- [TRY IT]: Write out the listing below exactly, and omit any images you find in it.

- [RECORDS FOR PROCESSING]:
· · · · · · ·

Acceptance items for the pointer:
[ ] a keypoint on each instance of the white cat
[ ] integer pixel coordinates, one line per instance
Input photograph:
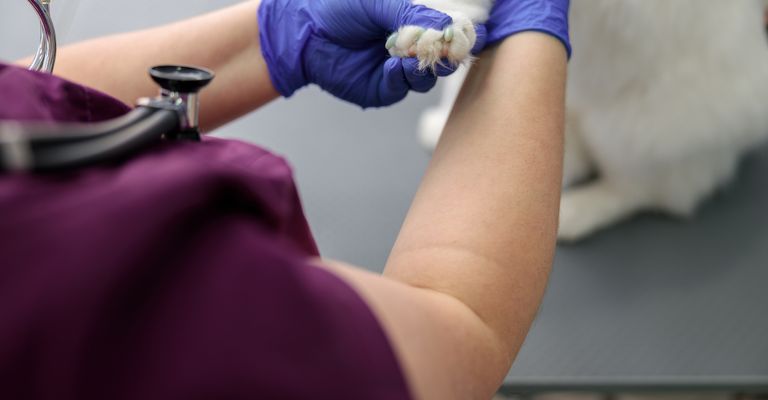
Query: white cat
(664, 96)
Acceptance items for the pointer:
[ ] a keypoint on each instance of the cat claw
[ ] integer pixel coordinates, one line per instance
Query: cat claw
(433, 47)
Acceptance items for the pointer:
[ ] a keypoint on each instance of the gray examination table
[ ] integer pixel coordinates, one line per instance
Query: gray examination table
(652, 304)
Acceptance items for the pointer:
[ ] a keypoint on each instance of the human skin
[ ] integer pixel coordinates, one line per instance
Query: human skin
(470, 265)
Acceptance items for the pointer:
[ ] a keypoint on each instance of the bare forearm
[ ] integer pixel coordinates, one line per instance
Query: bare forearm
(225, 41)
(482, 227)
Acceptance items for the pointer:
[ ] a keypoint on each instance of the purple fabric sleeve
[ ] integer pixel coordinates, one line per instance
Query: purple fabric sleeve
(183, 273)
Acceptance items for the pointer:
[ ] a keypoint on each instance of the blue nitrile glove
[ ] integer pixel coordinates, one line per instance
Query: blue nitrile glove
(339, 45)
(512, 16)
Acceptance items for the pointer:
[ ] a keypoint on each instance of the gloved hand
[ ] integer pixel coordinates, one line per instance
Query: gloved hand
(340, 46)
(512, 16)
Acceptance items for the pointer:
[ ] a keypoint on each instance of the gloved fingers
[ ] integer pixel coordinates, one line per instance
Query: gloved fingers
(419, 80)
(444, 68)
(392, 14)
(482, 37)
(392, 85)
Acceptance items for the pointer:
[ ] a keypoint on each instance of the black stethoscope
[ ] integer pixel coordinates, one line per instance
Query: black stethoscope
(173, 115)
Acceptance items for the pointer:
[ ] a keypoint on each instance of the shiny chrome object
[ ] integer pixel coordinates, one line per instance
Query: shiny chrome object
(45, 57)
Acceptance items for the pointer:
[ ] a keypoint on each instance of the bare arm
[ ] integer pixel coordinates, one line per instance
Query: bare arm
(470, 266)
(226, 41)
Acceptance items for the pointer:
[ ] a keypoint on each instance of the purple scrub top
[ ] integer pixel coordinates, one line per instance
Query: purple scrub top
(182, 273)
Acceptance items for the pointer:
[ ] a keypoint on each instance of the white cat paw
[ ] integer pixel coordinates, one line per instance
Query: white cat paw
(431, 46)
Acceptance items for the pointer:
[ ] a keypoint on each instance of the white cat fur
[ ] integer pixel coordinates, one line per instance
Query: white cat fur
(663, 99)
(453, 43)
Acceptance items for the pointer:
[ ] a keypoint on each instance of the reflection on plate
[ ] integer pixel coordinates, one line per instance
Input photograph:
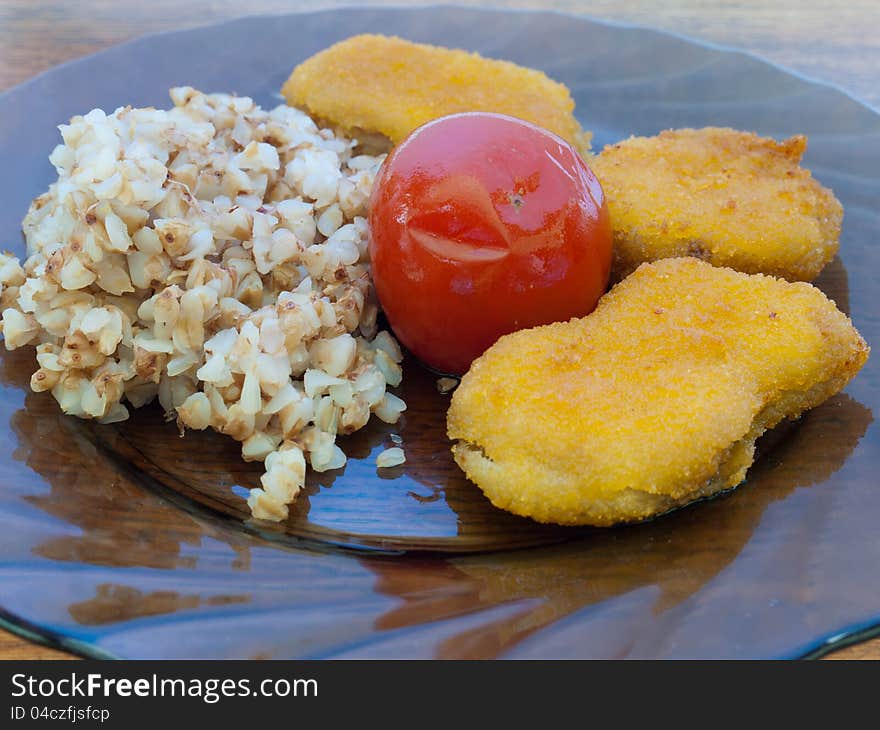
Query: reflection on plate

· · · · · · ·

- [SOLUTION FOR THIS EXERCISE]:
Acceptance items for the pointer:
[ ] a keypoint on each instance of the white cat
[ ] integer pixel coordinates, one line per instance
Input photograph:
Query: white cat
(664, 96)
Acceptance items for the pointer:
[ ] a keypoint on each instance of the cat claw
[ ] integer pixel coordinates, one line per instance
Query: cat claw
(433, 47)
Acceptance items for the pointer:
[ ] a keypoint on each instance of the gray examination table
[ ] integer pixel coordinates, one line per instance
Query: gray examination table
(652, 304)
Acceptance items for the pointer:
[ ] a keypoint on each instance of the human skin
[ ] integer pixel coordinates, one line per instance
Query: human skin
(470, 265)
Acceptance items for the pointer:
[ ] a keypoint on each instance of the bare forearm
[ ] integer pixel coordinates, one line per instance
Query: bare forearm
(225, 41)
(482, 227)
Acceptance items for the pointer:
[ ] a keypoint on each instance of the purple fabric sleeve
[ ] integer pixel coordinates, one line per instance
Query: purple fabric sleeve
(183, 273)
Acceptance items for the pointer:
[ ] a keypoint on each instance of the blue nitrile glove
[ ] integer pixel coordinates, one line per instance
Query: blue nitrile glove
(339, 45)
(512, 16)
Acceptance items for the pointer:
[ ] a keypoint on each instance of the gloved hand
[ ] integer pixel coordinates, one line per instance
Query: gloved hand
(340, 46)
(512, 16)
Acceptance items for the pointer:
[ ] a keypoint on each instance of the gloved fingers
[ ] integer pixel coordinates, one line per instance
Query: gloved fingers
(419, 80)
(444, 68)
(392, 14)
(482, 37)
(392, 85)
Acceptance items for the pointer:
[ ] a keypoint on each instance of the black stethoscope
[ ] integer pixel coordinates, one line per instance
Query: black stethoscope
(173, 115)
Acceptance items for the pointer:
[ ] a keypoint on each instance of the shiny chrome object
[ ] integer pixel coordinates, one line per instance
Query: shiny chrome object
(45, 57)
Acceptance items for the pointer:
[ ] a keypoint on each instance of the bare arm
[ ] integer pixel coordinates, one line per instance
Query: bare arm
(470, 266)
(226, 41)
Acceptance items for the pointer:
[ ] a keypoint on each instance of the purple scrub top
[ ] integer pixel coordinates, one line per instance
Query: purple scrub top
(182, 273)
Acceptance items for the pointer:
[ ] a keypoint on each instance of the white cat paw
[ ] integer pixel coordinates, one line per instance
Query: white cat paw
(431, 46)
Acceptance items for the pointer:
[ ] a keypoint on each instance of the white cat fur
[ ] integer pixel coordinates, one line per instance
Query: white cat fur
(663, 99)
(453, 43)
Acceptance items for the pointer:
[ ] a keypoint on each instance of the reflection on plate
[ ] integer pixel coordinates, one line per instance
Input photograph:
Query: reflection on plate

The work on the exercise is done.